- [TEXTE FOURNI]:

☆ ☆ ☆

Jennifer Tremblay et Sylvie Drapeau concluent de façon mémorable leur trilogie sur la maternité avec La délivrance.

Une mère mourante veut revoir son fils pour la première fois en 20 ans. Avant qu'il ne soit trop tard: juste le voir, peut-être lui tenir la main.

Elle enjoint à sa fille, toujours restée à portée de voix de sa mère, de le retrouver, de le ramener à la raison pour de convenables adieux.

Mais rien ne convient dans une famille reconstituée, fêlée, brinquebalante. Entre deux pères, trois enfants et une mère. Le calme apparent occulte des relations complexes, des conflits familiaux larvés, de grandes et petites haines entre parents, beaux-parents et enfants. Entre l'égoïsme cruel des uns et le total don de soi des autres.

☆ ☆ ☆

- [ÉNONCÉ A]:
Recopiez un extrait du texte sur La délivrance : commencez aux mots « Elle enjoint à » et arrêtez-vous après « soi des autres. ».
- [ÉNONCÉ B]:
D'après le texte sur La délivrance, depuis combien d'années la mère mourante n'a-t-elle pas vu son fils ?
- [ÉNONCÉ C]:
Écrivez la suite du texte sur La délivrance, à partir de sa dernière phrase.
Les lignes de données forment un ensemble distinct du texte sur La délivrance.

☆ ☆ ☆

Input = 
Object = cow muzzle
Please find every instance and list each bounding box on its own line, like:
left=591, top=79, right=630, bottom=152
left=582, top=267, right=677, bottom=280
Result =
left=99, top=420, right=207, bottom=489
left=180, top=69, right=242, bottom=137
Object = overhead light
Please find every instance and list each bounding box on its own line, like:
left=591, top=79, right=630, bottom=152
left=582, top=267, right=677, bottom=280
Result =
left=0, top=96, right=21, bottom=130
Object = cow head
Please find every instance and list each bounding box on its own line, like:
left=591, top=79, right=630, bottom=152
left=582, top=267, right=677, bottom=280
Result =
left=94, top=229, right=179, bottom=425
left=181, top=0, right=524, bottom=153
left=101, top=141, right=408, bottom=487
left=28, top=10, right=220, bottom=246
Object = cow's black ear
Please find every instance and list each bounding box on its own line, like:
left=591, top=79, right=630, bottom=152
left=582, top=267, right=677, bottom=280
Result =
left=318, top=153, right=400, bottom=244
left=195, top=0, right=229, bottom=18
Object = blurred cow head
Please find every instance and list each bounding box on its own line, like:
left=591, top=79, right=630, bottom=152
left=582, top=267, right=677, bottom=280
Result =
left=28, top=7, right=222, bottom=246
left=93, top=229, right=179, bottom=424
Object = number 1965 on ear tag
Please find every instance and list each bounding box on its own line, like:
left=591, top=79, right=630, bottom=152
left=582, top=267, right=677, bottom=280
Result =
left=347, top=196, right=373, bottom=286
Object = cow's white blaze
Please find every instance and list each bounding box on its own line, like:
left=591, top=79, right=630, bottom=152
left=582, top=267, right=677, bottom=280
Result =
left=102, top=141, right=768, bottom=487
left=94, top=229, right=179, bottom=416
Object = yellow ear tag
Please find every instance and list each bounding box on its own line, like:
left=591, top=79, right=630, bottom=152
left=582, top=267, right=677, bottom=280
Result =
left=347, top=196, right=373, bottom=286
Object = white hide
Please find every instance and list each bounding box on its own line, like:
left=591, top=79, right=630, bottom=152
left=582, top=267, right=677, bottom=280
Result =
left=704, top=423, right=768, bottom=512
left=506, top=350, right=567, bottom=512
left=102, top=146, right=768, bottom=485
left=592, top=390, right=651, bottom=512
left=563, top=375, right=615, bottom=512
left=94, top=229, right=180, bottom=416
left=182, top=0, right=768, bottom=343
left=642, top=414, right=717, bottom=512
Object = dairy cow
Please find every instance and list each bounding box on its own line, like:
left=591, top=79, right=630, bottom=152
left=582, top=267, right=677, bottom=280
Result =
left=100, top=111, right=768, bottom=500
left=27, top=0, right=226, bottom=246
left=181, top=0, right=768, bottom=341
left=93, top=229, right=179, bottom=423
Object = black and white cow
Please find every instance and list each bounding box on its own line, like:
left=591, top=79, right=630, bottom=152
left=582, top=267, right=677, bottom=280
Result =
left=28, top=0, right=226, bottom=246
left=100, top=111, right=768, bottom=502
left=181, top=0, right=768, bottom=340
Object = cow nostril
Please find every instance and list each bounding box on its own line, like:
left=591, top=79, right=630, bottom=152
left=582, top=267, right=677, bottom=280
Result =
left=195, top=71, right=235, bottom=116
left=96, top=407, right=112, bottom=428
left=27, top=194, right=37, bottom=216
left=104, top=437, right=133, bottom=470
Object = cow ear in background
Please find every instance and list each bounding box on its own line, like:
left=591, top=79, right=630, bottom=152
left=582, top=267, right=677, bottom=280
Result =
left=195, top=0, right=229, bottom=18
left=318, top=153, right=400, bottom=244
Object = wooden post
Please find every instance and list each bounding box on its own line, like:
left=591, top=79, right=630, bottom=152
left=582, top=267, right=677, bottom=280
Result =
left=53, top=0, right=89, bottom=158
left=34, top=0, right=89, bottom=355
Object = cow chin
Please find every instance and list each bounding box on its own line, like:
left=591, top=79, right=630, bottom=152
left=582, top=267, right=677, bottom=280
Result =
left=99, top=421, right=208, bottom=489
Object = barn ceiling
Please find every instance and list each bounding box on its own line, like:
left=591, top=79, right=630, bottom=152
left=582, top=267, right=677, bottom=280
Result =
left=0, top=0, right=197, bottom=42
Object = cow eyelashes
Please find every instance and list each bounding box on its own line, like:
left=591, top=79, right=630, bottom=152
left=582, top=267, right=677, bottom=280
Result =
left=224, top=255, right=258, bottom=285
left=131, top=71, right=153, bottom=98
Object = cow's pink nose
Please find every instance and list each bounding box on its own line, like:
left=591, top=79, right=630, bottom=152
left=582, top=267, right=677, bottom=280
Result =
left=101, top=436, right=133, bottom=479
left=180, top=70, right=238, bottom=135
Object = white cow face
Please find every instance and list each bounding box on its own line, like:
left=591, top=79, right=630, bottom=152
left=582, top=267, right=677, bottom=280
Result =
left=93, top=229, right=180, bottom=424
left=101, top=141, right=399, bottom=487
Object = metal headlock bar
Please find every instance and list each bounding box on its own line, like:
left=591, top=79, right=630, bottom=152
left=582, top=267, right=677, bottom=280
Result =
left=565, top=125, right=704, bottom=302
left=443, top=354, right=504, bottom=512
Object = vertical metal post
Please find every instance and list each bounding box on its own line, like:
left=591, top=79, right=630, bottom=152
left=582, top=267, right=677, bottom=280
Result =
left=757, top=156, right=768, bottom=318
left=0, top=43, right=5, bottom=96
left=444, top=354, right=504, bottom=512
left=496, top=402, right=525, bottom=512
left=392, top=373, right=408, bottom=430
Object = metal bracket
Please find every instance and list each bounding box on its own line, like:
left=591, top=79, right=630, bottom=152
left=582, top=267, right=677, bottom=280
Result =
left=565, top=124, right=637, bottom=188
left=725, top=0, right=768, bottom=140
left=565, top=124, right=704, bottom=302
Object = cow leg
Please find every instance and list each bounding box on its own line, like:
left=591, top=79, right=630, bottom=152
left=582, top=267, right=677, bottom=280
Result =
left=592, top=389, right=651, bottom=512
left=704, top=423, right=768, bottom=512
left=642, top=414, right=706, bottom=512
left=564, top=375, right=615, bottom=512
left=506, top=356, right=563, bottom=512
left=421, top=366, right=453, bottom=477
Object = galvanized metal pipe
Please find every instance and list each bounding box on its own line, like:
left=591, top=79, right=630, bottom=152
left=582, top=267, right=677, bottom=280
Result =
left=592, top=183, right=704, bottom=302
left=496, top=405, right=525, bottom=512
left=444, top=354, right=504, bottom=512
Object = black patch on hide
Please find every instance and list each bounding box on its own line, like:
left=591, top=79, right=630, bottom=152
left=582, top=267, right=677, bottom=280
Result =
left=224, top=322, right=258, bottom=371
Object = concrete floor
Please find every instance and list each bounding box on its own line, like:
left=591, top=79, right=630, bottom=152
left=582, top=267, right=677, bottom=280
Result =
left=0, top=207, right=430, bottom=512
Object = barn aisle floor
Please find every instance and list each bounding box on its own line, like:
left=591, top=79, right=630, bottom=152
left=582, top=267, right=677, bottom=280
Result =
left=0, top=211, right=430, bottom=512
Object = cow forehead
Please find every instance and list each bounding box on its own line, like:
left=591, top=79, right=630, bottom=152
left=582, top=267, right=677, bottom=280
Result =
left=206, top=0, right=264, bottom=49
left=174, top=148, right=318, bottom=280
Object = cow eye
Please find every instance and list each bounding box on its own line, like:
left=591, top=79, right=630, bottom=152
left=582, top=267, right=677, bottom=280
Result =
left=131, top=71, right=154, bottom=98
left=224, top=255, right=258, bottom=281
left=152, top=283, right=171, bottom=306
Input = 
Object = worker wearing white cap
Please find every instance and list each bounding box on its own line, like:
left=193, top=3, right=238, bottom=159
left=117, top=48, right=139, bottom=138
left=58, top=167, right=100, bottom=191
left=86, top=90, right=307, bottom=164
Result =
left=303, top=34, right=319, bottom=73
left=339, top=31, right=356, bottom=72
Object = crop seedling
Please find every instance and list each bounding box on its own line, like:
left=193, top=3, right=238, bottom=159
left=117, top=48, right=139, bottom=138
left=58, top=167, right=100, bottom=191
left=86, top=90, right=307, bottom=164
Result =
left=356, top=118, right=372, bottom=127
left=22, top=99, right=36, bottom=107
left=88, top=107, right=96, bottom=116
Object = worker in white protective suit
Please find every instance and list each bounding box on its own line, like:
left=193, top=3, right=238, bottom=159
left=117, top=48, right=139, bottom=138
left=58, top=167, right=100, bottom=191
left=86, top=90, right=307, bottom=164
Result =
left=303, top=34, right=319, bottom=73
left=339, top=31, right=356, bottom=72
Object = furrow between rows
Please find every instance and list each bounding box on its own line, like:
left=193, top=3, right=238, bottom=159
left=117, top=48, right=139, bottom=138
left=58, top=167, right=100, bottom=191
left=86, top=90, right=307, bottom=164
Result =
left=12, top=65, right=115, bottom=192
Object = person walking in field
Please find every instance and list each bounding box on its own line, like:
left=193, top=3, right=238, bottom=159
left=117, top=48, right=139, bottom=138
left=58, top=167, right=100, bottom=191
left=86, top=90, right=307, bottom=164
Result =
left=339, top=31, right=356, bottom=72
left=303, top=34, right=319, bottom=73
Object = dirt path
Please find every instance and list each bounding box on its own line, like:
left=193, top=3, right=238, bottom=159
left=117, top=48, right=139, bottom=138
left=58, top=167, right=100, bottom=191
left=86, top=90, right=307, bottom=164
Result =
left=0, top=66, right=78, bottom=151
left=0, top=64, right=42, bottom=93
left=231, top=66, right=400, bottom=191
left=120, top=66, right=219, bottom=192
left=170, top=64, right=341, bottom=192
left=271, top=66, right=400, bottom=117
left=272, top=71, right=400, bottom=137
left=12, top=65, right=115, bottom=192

☆ ☆ ☆

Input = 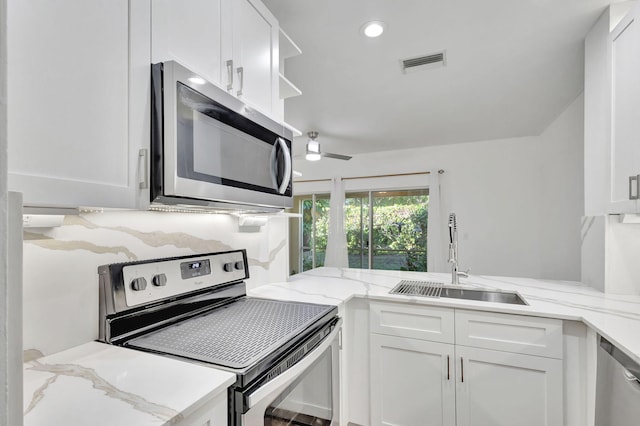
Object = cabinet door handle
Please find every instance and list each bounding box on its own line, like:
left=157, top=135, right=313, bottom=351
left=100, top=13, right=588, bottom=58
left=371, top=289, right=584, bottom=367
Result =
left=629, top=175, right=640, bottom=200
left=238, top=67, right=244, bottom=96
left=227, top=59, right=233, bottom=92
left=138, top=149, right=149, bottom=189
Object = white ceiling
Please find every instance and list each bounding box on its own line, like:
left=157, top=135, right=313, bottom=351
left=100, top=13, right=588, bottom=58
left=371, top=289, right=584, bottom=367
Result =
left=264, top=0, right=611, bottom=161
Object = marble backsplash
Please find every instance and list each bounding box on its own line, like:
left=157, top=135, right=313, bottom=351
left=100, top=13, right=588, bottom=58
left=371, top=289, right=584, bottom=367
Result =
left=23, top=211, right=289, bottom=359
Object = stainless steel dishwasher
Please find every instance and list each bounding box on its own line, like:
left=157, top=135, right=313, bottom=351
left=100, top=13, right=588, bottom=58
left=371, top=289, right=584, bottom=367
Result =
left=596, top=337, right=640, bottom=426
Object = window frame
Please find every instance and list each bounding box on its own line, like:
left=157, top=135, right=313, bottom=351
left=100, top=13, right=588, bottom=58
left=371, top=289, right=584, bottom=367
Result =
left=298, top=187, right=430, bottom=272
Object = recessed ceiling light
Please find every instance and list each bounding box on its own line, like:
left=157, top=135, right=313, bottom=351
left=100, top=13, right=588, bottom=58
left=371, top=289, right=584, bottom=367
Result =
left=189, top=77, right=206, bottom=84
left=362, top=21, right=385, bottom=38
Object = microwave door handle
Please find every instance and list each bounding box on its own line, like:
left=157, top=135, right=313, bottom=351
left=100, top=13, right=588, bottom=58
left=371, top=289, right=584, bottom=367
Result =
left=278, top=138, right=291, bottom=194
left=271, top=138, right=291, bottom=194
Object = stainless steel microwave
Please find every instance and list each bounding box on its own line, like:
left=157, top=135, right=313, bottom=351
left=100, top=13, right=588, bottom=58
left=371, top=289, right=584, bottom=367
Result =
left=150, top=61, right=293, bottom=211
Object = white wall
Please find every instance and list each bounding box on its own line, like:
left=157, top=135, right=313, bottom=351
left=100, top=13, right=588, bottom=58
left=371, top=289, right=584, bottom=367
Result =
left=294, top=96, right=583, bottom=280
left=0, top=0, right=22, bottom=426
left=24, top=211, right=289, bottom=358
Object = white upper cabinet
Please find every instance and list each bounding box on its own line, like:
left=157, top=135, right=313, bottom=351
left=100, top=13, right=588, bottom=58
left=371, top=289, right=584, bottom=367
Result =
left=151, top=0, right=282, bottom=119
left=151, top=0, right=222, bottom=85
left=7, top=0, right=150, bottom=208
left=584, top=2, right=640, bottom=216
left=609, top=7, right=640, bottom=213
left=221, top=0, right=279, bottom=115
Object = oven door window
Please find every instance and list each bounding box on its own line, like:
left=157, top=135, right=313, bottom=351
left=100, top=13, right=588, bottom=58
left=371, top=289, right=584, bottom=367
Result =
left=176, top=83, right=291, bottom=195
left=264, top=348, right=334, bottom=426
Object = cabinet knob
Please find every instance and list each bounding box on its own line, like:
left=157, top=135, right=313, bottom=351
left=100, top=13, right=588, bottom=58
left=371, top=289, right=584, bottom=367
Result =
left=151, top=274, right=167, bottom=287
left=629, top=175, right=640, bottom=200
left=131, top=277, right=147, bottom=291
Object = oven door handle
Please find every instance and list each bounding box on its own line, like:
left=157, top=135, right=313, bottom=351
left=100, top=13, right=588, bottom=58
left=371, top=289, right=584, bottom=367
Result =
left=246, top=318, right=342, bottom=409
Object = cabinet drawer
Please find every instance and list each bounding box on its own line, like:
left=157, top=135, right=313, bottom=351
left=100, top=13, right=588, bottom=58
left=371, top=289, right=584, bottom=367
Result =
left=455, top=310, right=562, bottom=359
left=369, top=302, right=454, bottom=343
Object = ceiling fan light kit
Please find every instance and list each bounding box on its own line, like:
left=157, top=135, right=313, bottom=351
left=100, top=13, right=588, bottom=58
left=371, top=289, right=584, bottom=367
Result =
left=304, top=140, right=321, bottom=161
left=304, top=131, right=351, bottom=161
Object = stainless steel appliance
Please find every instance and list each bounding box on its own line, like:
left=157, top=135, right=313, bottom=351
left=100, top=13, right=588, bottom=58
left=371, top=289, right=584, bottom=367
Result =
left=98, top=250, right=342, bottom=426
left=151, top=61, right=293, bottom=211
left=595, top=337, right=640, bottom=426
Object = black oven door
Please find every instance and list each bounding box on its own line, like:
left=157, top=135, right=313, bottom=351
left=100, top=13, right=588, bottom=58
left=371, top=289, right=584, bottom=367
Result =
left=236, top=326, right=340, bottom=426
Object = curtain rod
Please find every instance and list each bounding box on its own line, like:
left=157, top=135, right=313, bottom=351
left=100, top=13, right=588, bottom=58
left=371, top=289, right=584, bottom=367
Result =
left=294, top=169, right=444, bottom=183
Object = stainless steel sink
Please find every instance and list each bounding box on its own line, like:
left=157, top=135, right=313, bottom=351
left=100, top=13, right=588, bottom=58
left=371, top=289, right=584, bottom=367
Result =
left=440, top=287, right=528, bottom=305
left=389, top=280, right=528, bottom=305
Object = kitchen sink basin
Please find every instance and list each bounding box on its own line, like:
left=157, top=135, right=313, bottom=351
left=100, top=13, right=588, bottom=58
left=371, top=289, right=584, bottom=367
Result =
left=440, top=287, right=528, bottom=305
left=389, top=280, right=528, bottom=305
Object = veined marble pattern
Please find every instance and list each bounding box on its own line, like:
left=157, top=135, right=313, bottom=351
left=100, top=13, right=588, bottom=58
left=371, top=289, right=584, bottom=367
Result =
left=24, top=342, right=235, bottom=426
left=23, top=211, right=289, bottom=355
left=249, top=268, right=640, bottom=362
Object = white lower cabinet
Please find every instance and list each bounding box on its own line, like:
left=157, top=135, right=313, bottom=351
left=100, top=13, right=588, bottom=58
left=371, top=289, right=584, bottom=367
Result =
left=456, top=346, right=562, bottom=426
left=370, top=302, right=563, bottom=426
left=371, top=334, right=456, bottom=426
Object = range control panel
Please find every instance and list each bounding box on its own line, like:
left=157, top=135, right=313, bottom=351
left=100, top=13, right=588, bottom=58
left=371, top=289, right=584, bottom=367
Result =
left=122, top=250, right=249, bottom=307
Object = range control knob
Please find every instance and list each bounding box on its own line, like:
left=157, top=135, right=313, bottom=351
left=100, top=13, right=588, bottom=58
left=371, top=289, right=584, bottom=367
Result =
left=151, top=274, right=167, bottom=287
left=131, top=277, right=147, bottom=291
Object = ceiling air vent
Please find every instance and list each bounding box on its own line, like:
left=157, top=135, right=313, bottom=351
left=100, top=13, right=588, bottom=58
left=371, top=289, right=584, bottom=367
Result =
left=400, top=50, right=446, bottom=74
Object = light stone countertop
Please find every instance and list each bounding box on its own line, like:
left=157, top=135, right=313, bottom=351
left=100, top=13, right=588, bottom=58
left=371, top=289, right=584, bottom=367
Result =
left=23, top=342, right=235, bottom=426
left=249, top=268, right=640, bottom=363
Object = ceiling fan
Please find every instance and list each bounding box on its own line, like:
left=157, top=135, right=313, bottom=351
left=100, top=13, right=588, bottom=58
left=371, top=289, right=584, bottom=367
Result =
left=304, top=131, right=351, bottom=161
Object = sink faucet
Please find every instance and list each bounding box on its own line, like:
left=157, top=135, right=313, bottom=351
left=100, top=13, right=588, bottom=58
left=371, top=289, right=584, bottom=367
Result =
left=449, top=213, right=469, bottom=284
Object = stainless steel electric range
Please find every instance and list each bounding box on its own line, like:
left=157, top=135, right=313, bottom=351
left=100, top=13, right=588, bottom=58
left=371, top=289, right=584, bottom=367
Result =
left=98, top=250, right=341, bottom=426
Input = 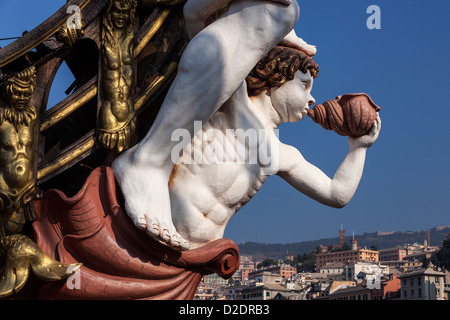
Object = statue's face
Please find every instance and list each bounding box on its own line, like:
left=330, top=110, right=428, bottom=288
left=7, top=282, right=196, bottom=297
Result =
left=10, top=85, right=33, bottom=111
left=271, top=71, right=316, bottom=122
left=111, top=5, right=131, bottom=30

☆ ☆ ☆

- [RÉSULTAT A]:
Elle enjoint à sa fille, toujours restée à portée de voix de sa mère, de le retrouver, de le ramener à la raison pour de convenables adieux.

Mais rien ne convient dans une famille reconstituée, fêlée, brinquebalante. Entre deux pères, trois enfants et une mère. Le calme apparent occulte des relations complexes, des conflits familiaux larvés, de grandes et petites haines entre parents, beaux-parents et enfants. Entre l'égoïsme cruel des uns et le total don de soi des autres.

- [RÉSULTAT B]:
Depuis 20 ans.

- [RÉSULTAT C]:
La pièce décrit le machisme ordinaire, celui de l'autorité et de la domination séculaire des hommes. Hier et aujourd'hui, ici même au Québec. Le texte parle de ces femmes qui les aiment malgré tout, qui les attendent et désespèrent parfois. Mais dont l'amour ne fléchit jamais.

Quoiqu'ennuyée par quelques trous de mémoire lors de la première médiatique, Sylvie Drapeau envoûte, déroute, charme et émeut.

Elle joue cette partition de virtuose en faisant toutes les voix des personnages, changeant parfois de peau dans une même phrase, sans reprendre son souffle.

Avec délicatesse et subtilité, la mise en scène de Patrice Dubois appuie cette performance exceptionnelle en l'installant sur une scène centrale et longiligne, enclavée entre un Christ en croix et un lit de mort. Scénographie, éclairages et musiques impeccables couronnent ce spectacle qui sait parler franchement de trahison et d'aveuglement, de lâcheté et de résilience.

Jennifer Tremblay conclut ainsi brillamment une trilogie marquante dans la dramaturgie contemporaine québécoise.

Avec ses élans poétiques et ses traces d'humour, cette écriture dit et redit que la lutte intranquille des femmes est loin d'être finie, comme le souligne ce leitmotiv de la pièce: «Comment dire à une mère que son fils ne veut pas la voir?»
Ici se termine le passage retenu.